(Object location annotation data)
════════

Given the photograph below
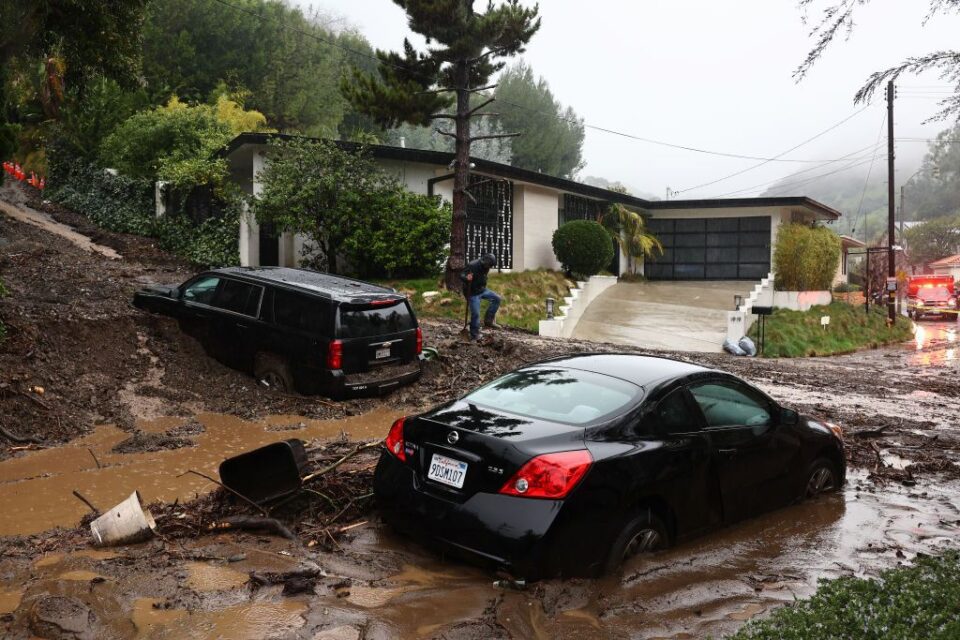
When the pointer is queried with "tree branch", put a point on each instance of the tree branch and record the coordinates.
(495, 136)
(480, 106)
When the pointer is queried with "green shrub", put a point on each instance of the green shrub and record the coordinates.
(797, 334)
(921, 602)
(126, 205)
(805, 258)
(583, 247)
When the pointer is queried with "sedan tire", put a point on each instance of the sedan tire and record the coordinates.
(822, 477)
(643, 533)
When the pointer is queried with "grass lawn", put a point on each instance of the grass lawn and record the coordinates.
(920, 602)
(523, 296)
(794, 334)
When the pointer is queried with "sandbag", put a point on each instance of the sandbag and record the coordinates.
(733, 348)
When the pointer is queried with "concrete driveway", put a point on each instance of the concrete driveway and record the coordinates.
(678, 316)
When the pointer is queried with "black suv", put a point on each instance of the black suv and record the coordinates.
(297, 329)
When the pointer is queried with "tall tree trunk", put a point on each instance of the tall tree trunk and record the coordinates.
(461, 176)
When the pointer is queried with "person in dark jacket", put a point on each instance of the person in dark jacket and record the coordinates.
(475, 289)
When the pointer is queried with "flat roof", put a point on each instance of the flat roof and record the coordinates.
(500, 170)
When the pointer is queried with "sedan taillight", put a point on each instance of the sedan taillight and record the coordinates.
(394, 441)
(552, 475)
(335, 355)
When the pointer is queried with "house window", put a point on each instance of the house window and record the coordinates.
(576, 208)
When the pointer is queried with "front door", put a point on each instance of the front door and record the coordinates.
(753, 456)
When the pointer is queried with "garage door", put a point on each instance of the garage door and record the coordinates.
(711, 249)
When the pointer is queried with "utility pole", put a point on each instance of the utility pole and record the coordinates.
(891, 207)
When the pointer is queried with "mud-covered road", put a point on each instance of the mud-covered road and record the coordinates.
(99, 398)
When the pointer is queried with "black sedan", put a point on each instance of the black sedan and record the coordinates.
(570, 466)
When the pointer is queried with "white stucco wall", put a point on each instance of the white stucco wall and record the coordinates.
(539, 210)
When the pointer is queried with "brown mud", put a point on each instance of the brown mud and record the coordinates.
(121, 400)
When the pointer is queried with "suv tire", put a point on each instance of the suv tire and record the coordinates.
(274, 372)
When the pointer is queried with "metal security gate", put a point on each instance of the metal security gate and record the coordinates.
(711, 249)
(490, 220)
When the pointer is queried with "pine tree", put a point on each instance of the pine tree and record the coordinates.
(465, 48)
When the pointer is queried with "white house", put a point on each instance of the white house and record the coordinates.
(517, 211)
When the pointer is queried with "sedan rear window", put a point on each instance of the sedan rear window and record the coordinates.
(375, 321)
(568, 396)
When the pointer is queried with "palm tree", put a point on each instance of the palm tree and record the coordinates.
(629, 230)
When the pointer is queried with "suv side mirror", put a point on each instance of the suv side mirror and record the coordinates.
(789, 416)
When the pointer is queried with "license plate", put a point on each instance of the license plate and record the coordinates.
(447, 471)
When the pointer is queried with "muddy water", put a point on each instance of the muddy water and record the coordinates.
(35, 488)
(709, 586)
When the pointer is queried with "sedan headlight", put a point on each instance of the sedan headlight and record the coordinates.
(836, 429)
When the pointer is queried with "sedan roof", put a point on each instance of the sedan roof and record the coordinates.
(640, 370)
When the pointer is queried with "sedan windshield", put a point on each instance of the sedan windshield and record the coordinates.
(568, 396)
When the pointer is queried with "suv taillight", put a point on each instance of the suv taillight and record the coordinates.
(394, 441)
(552, 475)
(335, 355)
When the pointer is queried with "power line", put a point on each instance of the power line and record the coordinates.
(622, 134)
(852, 157)
(778, 156)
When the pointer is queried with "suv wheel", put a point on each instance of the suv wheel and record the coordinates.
(274, 372)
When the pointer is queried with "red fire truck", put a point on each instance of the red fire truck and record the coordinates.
(931, 295)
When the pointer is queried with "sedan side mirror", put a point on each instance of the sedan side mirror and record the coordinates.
(789, 416)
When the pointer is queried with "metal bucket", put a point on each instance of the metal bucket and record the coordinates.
(126, 523)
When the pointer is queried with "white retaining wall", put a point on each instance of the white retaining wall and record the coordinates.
(763, 295)
(569, 313)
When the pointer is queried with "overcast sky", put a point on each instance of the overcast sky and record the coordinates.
(712, 75)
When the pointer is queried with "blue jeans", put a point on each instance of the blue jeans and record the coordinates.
(494, 299)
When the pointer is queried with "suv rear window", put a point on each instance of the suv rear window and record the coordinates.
(370, 322)
(569, 396)
(300, 312)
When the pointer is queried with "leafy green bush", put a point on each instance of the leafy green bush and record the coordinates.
(403, 235)
(125, 205)
(583, 247)
(846, 287)
(921, 602)
(797, 334)
(805, 258)
(348, 208)
(3, 327)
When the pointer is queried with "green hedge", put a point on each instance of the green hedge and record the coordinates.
(126, 205)
(921, 602)
(583, 247)
(795, 334)
(805, 258)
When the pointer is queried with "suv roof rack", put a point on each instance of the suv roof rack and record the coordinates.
(338, 288)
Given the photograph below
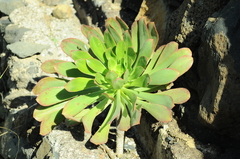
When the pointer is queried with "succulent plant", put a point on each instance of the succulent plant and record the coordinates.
(120, 71)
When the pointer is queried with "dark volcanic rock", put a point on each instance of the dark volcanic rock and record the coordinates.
(219, 70)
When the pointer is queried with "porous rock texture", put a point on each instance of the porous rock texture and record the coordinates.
(31, 32)
(205, 127)
(30, 35)
(210, 28)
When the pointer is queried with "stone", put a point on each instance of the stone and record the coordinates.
(63, 11)
(14, 33)
(25, 49)
(219, 70)
(7, 6)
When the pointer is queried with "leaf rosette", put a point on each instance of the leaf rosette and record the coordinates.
(119, 70)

════════

Retype all of the data above line for line, with nothing changed, but leave the pictures out.

(COMPLETED TASK)
Given the photograph below
When the pointer is queried with "tree branch", put a point on each instance of the tree branch and record the coordinates.
(495, 136)
(480, 106)
When the pointer is queried with "green shrub", put a point on each instance of the green shrub and record the coordinates.
(797, 334)
(921, 602)
(126, 205)
(805, 258)
(583, 247)
When the pointer is queried with "sedan tire", put a point on each instance of the sedan tire and record the coordinates.
(822, 477)
(643, 533)
When the pointer is queried with "grass lawn", put a point on each instance of the grass lawn and record the coordinates.
(920, 602)
(523, 296)
(794, 334)
When the pointer is queried with "sandbag", put a point on each instance of the sandbag and record the coordinates.
(733, 348)
When the pointer is queried with "concrete driveway", put a point on each instance of the concrete driveway and record the coordinates.
(678, 316)
When the pointer is queried with "black suv", put a point on each instance of the black suv and record the coordinates.
(297, 329)
When the pointer is queried with "tall tree trunk", put a point on each instance of the tall tree trunk and record the coordinates.
(461, 176)
When the pointer is queried with "person in dark jacket", put a point on each instance of the person in dark jacket and record the coordinates.
(475, 289)
When the pointer is queried with "flat roof", put a point on each instance of the flat roof and record the coordinates.
(500, 170)
When the pointer is queried with "sedan taillight", put a point on each instance of the sedan taillight and record the coordinates.
(394, 441)
(552, 475)
(335, 355)
When the pointer is queried with "house window", put a point on each instance of the house window and record the coordinates.
(576, 208)
When the pointer is queried with "front door", put a point on each instance of the front door and record the coordinates.
(753, 456)
When the pointer is queried with "garage door", put a point on each instance of the garage door and record the coordinates.
(711, 249)
When the pointer is queried with "utility pole", put a point on each instance of the utility pole and record the coordinates.
(891, 207)
When the pointer is queried with "mud-covered road", put a point on each instance of the mud-covered road and record the coordinates.
(99, 398)
When the pointer is queried with "black sedan", put a point on each instance of the black sedan and record the coordinates.
(570, 466)
When the pointer is queried with "white stucco wall", put a point on each instance of the white stucco wall and record the coordinates.
(539, 210)
When the pointer is queried with "brown mud", put a point on each instance of the brown mud and record the coordinates.
(121, 400)
When the pointer is queried with "suv tire", put a point on each instance of the suv tire and record the coordinates.
(274, 372)
When the pointer is queried with "metal security gate", put a point on each instance of the metal security gate and record the coordinates.
(711, 249)
(490, 220)
When the pointer is queried with "pine tree", put a point on each instance of the pine tree and record the coordinates.
(465, 48)
When the pointer is queried with "white house", put a point on each instance of the white house and record the coordinates.
(517, 211)
When the pointer is queried with "sedan rear window", put a point on each instance of the sedan rear window and record the coordinates.
(375, 321)
(568, 396)
When the pointer is queried with "palm tree", put a point on each instance of the palm tree and record the coordinates.
(629, 230)
When the pointer is queried with "suv side mirror", put a point on each instance of the suv side mirror and record the coordinates.
(789, 416)
When the pointer is queried with "license plate", put a point on each instance of the license plate and record the coordinates.
(447, 471)
When the pointer is queried with "muddy water", put a point on each instance of the muddy water and record the coordinates.
(35, 488)
(709, 586)
When the pointer is queried with "sedan headlight", put a point on each instance of the sedan headlight and record the coordinates.
(836, 429)
When the pointer is queried with "sedan roof", put a point on each instance of the sedan roof and record the coordinates.
(640, 370)
When the pointer is queried with "sedan windshield", put a point on each instance of the sedan windshield and record the coordinates.
(568, 396)
When the pointer is queried with "suv taillight", put a point on each instance of the suv taillight and record the coordinates.
(394, 441)
(552, 475)
(335, 355)
When the pointer is queried with "power line", put a point on each instance of the power line and record the coordinates.
(622, 134)
(852, 157)
(778, 156)
When the pointer is queried with "suv wheel", put a point on each instance of the suv wheel and record the coordinates.
(274, 372)
When the pointer is queried with "red fire truck", put a point on each instance of the red fire truck and record the coordinates.
(931, 295)
When the pointer is queried with "sedan side mirror", put a point on each instance of the sedan side mirror and record the coordinates.
(789, 416)
When the pointer is queried with "metal bucket", put a point on each instance of the metal bucket and record the coordinates.
(126, 523)
When the pointer is queried with "white retaining wall", put a point on each instance of the white retaining wall and record the coordinates.
(763, 295)
(569, 313)
When the pointer is queried with "overcast sky", put a point on each instance of the overcast sky and record the coordinates.
(712, 75)
When the pointer is queried with "blue jeans", put a point on each instance of the blue jeans and record the coordinates.
(494, 299)
When the pointer is queried with "suv rear window", put a point on each instance of the suv rear window and record the coordinates.
(370, 322)
(569, 396)
(300, 312)
When the pointer is queried with "leafy green bush", put a point on each instance of the leafy green bush and record the coordinates.
(403, 235)
(125, 205)
(583, 247)
(846, 287)
(921, 602)
(797, 334)
(805, 258)
(348, 208)
(3, 327)
When the pointer is queried with "green hedge", put a point on each instance of the green hedge and record the coordinates.
(126, 205)
(921, 602)
(583, 247)
(795, 334)
(805, 258)
When the pointer is queried with "suv roof rack", put a point on each instance of the suv roof rack and record the coordinates.
(338, 288)
Given the photograph below
When the pointer is queried with "succulent plant", put a point on each instance of the succulent plant and record the coordinates.
(120, 71)
When the pointer is queried with "dark volcanic rock", put a point on each instance of the dark volcanic rock and record the coordinates.
(219, 70)
When the pointer is queried with "porous rock texture", put a point on each instance of the porous rock texture and record the coordinates.
(31, 32)
(205, 127)
(30, 35)
(210, 28)
When the pointer is queried with "stone", put a point on each instance of the stone and record the coordinates.
(63, 11)
(14, 33)
(25, 49)
(219, 70)
(7, 6)
When the pointer is queried with "leaf rosette", put a point on each instance of the leaf rosette and record the coordinates.
(119, 70)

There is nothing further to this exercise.